_Location identification items_:

+++++

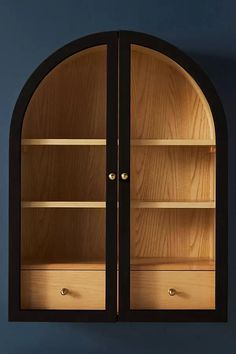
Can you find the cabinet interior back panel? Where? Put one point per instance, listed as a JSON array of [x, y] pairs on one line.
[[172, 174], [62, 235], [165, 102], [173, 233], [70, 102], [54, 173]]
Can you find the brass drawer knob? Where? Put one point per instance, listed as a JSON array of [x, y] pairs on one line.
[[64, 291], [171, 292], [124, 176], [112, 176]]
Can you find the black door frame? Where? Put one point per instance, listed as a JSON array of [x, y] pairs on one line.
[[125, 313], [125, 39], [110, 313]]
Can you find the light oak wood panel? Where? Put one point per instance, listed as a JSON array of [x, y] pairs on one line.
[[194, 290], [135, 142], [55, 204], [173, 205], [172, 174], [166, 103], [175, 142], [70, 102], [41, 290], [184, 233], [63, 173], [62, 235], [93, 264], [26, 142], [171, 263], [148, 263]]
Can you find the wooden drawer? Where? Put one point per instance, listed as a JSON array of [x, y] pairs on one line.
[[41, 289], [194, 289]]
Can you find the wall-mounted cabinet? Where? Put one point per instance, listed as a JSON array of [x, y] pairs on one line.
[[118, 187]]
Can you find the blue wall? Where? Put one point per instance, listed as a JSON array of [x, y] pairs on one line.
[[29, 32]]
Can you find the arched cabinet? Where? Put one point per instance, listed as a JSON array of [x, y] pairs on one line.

+++++

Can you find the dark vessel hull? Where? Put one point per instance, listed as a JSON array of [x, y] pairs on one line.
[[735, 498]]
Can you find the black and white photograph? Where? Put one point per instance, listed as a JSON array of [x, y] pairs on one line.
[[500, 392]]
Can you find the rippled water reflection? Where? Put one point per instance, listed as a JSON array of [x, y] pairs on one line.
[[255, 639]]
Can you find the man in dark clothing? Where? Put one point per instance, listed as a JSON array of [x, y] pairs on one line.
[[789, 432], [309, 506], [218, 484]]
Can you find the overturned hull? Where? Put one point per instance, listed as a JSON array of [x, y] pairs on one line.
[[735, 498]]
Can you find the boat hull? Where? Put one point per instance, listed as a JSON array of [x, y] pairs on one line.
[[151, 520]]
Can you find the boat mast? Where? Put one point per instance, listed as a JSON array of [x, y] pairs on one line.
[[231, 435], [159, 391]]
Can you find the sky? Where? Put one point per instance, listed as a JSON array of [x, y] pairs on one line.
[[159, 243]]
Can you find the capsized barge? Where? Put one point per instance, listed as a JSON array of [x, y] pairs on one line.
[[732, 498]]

+++++

_Exercise goal_: Echo back everything from the line containing "Can you find the black door" down to the line containing "Can you find the arched", both included.

_The response_:
Can you find the black door frame? Where? Put one point per instance, listed as a JSON array of [x, y] pairs on one line.
[[125, 313], [125, 39], [110, 313]]
Can you find the light oak wood panel? Where? Put one point per instance, listed as a JSON array of [x, y] pairs on one line.
[[194, 290], [135, 142], [55, 204], [173, 205], [172, 174], [166, 103], [175, 142], [70, 102], [41, 290], [184, 233], [63, 173], [62, 235], [93, 264], [26, 142], [171, 263], [148, 263]]
Can you find the wooden drawer? Where? Put one point per instance, listed as a JSON array of [x, y] pairs on one line.
[[41, 289], [194, 289]]
Can you find the wall-mounted cabinet? Where? Put one point per instance, listed as a JSON array of [x, y] pairs on one line.
[[118, 187]]
Can you find the blue wall? Where? Put one point per instance, listed as a JSON array of [x, y] pairs on one line.
[[29, 32]]
Can you find the arched cabinet? Where? Put one point per instance, listed as a JSON array of [x, y] pairs on one line.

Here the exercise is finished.